§ **Input data**:
====================

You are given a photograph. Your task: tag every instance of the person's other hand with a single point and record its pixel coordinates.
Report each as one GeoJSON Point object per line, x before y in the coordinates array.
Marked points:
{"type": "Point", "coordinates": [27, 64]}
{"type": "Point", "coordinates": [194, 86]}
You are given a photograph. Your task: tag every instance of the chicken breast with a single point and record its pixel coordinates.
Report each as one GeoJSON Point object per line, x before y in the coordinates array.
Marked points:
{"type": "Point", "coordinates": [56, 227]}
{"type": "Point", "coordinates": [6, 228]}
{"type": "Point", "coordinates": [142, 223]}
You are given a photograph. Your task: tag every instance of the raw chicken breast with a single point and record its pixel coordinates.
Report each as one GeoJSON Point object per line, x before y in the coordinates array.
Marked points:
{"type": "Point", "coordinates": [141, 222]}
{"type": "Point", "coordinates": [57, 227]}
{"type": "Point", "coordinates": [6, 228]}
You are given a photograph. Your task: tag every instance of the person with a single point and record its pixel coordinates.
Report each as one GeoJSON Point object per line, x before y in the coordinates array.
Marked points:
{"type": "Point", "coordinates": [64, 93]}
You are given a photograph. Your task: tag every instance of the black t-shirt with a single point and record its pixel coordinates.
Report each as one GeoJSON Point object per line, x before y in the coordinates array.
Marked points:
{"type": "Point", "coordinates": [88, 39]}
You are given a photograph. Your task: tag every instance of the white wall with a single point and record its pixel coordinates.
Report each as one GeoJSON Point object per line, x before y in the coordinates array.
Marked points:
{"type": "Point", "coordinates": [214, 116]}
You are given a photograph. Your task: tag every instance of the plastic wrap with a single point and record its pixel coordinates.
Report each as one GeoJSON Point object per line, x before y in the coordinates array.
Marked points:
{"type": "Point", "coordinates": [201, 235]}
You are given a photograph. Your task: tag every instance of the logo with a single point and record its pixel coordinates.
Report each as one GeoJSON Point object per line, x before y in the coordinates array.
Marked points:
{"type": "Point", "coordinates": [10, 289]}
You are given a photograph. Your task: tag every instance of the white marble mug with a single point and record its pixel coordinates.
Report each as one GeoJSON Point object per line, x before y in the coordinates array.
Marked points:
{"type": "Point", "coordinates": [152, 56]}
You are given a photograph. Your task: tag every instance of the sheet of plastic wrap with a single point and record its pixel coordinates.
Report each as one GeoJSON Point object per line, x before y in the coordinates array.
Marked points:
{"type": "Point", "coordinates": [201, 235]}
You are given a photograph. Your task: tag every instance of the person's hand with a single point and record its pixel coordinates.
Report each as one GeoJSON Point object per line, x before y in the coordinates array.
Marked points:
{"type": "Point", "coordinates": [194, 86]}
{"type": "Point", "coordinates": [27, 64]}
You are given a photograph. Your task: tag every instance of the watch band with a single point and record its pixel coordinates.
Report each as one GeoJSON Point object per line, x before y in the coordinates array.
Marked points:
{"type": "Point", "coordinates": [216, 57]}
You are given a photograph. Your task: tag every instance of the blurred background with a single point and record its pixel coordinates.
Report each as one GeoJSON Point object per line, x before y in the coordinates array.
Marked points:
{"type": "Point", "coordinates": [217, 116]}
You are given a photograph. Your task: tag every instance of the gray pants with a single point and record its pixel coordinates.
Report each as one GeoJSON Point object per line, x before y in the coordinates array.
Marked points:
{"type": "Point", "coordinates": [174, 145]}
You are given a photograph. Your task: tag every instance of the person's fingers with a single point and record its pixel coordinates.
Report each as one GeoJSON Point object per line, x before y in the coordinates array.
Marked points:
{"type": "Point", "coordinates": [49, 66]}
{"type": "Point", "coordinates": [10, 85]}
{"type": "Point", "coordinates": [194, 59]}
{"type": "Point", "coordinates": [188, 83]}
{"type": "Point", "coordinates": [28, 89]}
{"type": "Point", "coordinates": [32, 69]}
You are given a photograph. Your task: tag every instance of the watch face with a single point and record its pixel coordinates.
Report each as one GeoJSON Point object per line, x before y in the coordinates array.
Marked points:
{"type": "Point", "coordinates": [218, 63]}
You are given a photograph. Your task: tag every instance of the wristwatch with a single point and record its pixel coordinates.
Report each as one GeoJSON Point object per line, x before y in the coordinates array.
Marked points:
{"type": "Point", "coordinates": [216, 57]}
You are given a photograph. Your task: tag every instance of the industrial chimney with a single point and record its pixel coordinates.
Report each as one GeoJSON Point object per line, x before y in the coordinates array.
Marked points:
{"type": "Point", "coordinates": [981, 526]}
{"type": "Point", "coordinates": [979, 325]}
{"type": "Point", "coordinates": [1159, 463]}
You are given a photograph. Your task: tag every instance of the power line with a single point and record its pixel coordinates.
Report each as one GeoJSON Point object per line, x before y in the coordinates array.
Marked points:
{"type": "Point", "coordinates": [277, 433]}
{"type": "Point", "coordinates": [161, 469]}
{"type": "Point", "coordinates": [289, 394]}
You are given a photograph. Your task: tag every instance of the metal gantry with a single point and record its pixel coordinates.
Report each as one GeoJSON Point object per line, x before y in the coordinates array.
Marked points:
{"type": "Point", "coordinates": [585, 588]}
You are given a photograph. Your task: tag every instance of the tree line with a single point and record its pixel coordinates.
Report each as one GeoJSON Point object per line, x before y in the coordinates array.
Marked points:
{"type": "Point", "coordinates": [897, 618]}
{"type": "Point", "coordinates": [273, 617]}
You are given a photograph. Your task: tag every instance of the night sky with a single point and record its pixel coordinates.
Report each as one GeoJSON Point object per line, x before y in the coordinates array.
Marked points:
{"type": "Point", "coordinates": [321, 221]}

====================

§ **What you need to do**:
Going through the data above, count the lines where the string "chicken" appears, and answer with only that number.

§ **The answer**:
2